# Guess what I just ordered?!!



## lisa.m (May 6, 2009)

An M-Edge Guardian!!! Yes, I clicked on this morning and they are available. Look out beach, here I come!


----------



## mishymac (May 13, 2010)

me too!!!!!


----------



## AmandasPanda (May 9, 2010)

What colour did you choose Lisa and mishymac??

I have ordered blue! Now just waiting for the shipping email so I can then stalk fedex for my parcel!!  

I was honestly starting to think it would never come - i'm excited!


----------



## KindleGirl (Nov 11, 2008)

Me too....I ordered the blue one! Look out, FedEx, we're all going to be stalking the trucks this week!


----------



## Hoosiermama (Dec 28, 2009)

Me, too! A cobalt blue is on its way!


----------



## stanghla (May 16, 2010)

me too, in blue!!!


----------



## MarthaT (Mar 3, 2009)

congrats


----------



## KindleGirl (Nov 11, 2008)

Looks like the cobalt is the most popular color so far....


----------



## puglover333 (Oct 23, 2009)

Me too ... In blue.

They have a code - medgedad - that will take $10 off


----------



## VictoriaP (Mar 1, 2009)

### Raw data
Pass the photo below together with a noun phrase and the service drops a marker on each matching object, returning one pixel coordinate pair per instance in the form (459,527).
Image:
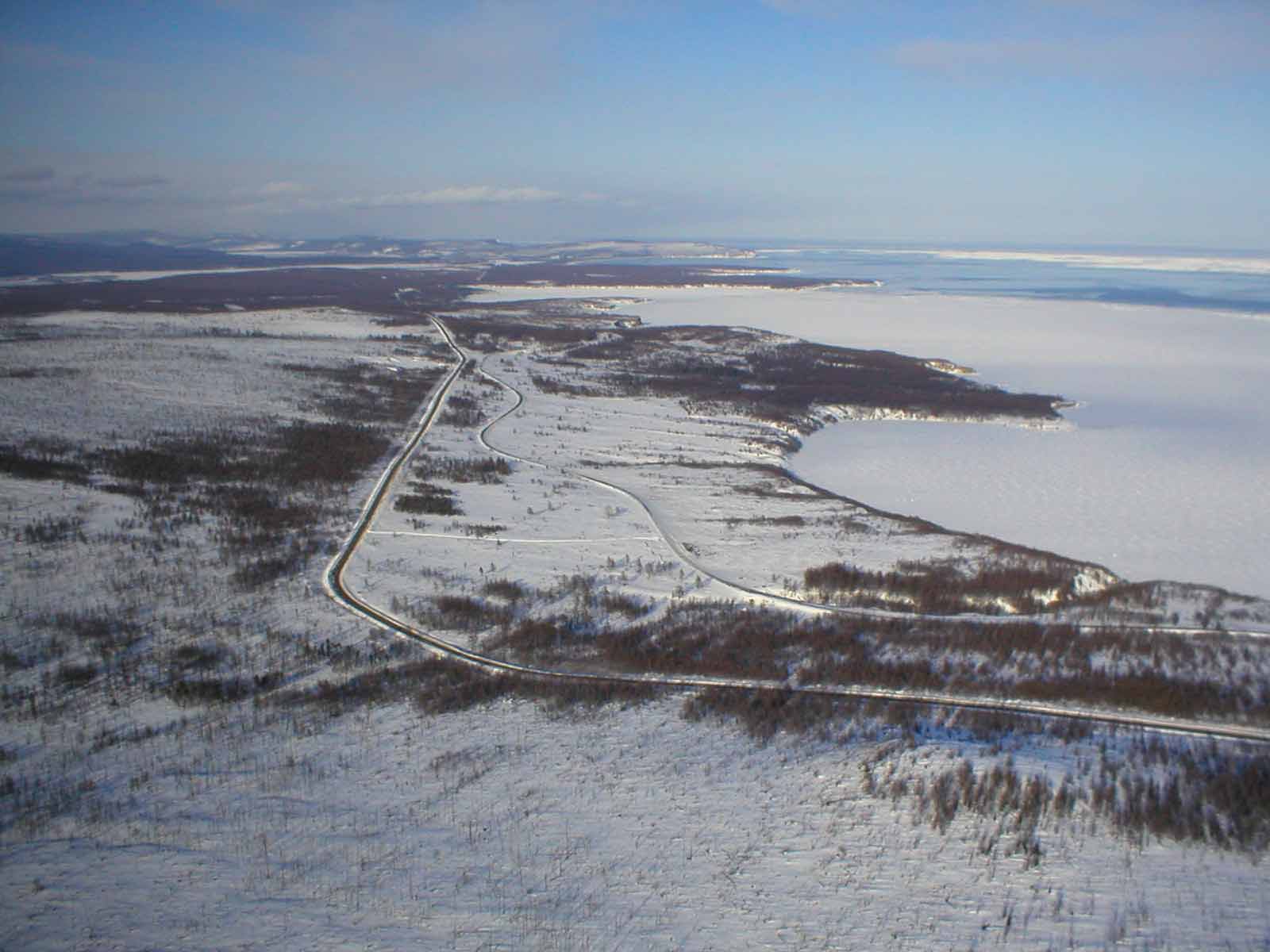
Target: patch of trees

### What is asked
• A. From the M-Edge Guardian thread above, return the passage starting at "## lisa.m (May" and ending at "me too!!!!!".
• B. Write the next part of the forum thread about ordering the M-Edge Guardian, picking up where it stops.

### Answers by task
• A.
## lisa.m (May 6, 2009)

An M-Edge Guardian!!! Yes, I clicked on this morning and they are available. Look out beach, here I come!


----------



## mishymac (May 13, 2010)

me too!!!!!

• B.
Blue here too, but the coupon code didn't work for me.


----------



## vickir (Jan 14, 2009)

Blue is good, but I like green!


----------



## tiggeerrific (Jan 22, 2010)

I want one but they dont make it for the kindle dx  so sad


----------



## Sofie (Dec 30, 2008)

I ordered a red one. My thought was..if it fell in the lake or ocean or stream, I could see it more easily.


----------



## Mikki (Jun 9, 2010)

I ordered red too! . I just had to match my DecalGirl skin though!! (Pink Tranquility)


----------



## lisa.m (May 6, 2009)

I ordered black because I thought it would go with any skin that I happen to be using. So excited!!

The discount code worked for me this morning.


----------



## telracs (Jul 12, 2009)

Um, what's a guardian?


----------



## ayuryogini (Jan 3, 2010)

scarlet said:


> Um, what's a guardian?


Well, in this case, it's "the world's first waterproof, floating Kindle case"!!!! [quote taken from M-Edge ad]; 
People have been waiting, sometimes impatiently, for this to be released so it's a huge deal.
I just ordered the blue one, with the MEDGEDAD coupon for $10 off.
Can't wait!!

Here's the URL (http://www.medgestore.com/products/kindle2-guardian.psp) 
and a picture:


----------



## telracs (Jul 12, 2009)

ayuryogini said:


> Well, in this case, it's "the world's first waterproof, floating Kindle case"!!!! [quote taken from M-Edge ad];
> People have been waiting, sometimes impatiently, for this to be released so it's a huge deal.
> I just ordered the blue one, with the MEDGEDAD coupon for $10 off.
> Can't wait!!


thanks.


----------



## Margaret (Jan 1, 2010)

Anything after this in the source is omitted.